* [PAGE]
# Granger On Pacers Offseason: We're Not Done Yet



## Knick Killer (Jul 16, 2006)

> "We're not done yet," Granger said after scoring 22 points for Team USA in a scrimmage Saturday against China at Madison Square Garden. "I talked to management, and we're not done yet. What will happen, I don't know yet. We're still mulling over it. But we got a few things still up our sleeve."
> 
> Granger let it be known what the Pacers need after recently dealing power forward Troy Murphy to New Jersey in a four-team trade which netted Indiana point guard Darren Collison and small forward James Posey from New Orleans.
> 
> "We're going to have to go after another big, I'm sure," said the 6-foot-8 Granger. "Losing Troy, he was great. I can play the (power forward) but I'm not a true (power forward). So we're definitely going to have to add another big, and I think that will be our main focus."


http://www.indycornrows.com/2010/8/15/1623965/granger-on-pacers-offseason-were?ref=CBS

Any ideas on how we could acquire another big guy? I wouldn't be surprised if we traded Dunleavy's expiring contract for a young big.


----------



## Bogg (May 4, 2009)

I'm sure my Celtics would be glad to take Lance Stephenson off your hands in a Brandon Rush-Glen Davis trade.


----------



## Pacers Fan (Aug 25, 2002)

Considering we just tried to buy out TJ Ford, he's probably not going anywhere. It's likely Dunleavy's gone, but I don't see who would want him, or what we could pair with him. If we're just trading his expiring deal and getting an overpaid 4 in return, I don't know if that'll be best for the team.

Glen Davis would actually be a great player to go after, especially since he won't be playing at all in Boston this year. I wouldn't trade Rush, though. If we ditch Rush, no one on the perimeter will play a bit of defense.


----------



## Bogg (May 4, 2009)

* [TASK GOAL] Please reproduce the part of the thread starting at "I'm sure my" and ending at "for the team.", word for word. The rows are separate material and are unrelated to the thread.

* [DATA EXTRACT]
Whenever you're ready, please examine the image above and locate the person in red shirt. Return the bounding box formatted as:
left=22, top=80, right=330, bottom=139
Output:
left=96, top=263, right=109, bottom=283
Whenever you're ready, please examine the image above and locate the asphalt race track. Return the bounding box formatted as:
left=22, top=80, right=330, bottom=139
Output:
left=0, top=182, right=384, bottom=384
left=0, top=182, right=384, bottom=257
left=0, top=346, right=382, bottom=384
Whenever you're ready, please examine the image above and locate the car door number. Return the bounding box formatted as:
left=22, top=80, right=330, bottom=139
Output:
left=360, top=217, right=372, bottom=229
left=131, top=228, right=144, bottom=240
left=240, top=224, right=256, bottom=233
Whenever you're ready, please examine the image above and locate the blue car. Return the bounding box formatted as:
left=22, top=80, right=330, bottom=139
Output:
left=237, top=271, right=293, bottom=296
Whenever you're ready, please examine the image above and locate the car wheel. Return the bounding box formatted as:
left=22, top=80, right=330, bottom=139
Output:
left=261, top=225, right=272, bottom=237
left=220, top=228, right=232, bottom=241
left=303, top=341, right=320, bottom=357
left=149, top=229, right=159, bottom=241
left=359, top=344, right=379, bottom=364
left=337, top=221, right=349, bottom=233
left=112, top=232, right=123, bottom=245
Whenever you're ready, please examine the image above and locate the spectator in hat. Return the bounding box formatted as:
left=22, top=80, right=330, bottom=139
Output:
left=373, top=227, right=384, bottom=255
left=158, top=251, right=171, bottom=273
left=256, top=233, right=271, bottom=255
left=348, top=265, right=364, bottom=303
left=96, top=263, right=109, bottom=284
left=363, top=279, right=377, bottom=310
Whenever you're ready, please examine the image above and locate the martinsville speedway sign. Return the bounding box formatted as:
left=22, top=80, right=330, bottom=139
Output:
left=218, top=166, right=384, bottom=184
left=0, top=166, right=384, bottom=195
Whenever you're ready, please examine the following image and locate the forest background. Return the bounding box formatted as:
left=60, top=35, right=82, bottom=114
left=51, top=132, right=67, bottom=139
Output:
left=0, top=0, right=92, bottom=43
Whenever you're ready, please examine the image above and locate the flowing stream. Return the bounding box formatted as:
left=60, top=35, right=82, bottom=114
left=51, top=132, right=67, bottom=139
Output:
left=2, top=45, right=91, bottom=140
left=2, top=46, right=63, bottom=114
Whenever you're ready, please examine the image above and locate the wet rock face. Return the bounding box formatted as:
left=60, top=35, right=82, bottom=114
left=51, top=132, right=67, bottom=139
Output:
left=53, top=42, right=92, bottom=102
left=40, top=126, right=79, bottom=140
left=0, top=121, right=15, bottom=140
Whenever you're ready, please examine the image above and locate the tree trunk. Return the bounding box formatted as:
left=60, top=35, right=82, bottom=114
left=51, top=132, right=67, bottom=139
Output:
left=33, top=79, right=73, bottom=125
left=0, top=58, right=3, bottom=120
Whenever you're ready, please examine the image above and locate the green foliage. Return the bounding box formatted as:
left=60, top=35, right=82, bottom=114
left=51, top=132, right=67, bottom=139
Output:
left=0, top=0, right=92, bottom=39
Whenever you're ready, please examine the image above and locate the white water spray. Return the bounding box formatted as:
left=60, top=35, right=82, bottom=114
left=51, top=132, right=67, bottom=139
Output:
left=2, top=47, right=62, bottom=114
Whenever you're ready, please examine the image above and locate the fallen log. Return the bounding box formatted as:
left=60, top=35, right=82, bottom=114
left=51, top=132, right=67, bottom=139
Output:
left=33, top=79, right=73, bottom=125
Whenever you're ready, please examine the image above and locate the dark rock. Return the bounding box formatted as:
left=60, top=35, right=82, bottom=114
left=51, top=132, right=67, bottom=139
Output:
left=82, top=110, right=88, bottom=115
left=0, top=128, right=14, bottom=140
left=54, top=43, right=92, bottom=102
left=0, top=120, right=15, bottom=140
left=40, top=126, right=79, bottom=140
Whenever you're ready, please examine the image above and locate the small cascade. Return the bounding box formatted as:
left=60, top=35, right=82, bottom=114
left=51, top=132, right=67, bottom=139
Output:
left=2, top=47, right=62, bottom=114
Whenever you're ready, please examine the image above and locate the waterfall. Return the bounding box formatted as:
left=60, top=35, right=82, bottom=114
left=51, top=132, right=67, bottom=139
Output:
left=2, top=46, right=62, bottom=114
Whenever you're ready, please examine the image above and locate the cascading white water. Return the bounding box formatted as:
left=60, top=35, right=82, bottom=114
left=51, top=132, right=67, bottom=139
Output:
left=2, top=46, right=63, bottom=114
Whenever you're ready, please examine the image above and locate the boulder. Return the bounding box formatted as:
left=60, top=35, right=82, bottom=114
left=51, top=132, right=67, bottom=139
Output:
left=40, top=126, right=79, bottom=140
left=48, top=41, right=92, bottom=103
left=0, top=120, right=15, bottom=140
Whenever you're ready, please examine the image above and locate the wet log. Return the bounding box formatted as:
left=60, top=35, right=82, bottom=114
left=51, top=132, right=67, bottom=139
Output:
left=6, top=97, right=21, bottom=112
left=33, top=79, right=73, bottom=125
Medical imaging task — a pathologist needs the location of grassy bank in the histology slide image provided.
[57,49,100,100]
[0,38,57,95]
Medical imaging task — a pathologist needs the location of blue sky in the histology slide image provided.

* [WRITTEN ANSWER]
I'm sure my Celtics would be glad to take Lance Stephenson off your hands in a Brandon Rush-Glen Davis trade.


----------



## Pacers Fan (Aug 25, 2002)

Considering we just tried to buy out TJ Ford, he's probably not going anywhere. It's likely Dunleavy's gone, but I don't see who would want him, or what we could pair with him. If we're just trading his expiring deal and getting an overpaid 4 in return, I don't know if that'll be best for the team.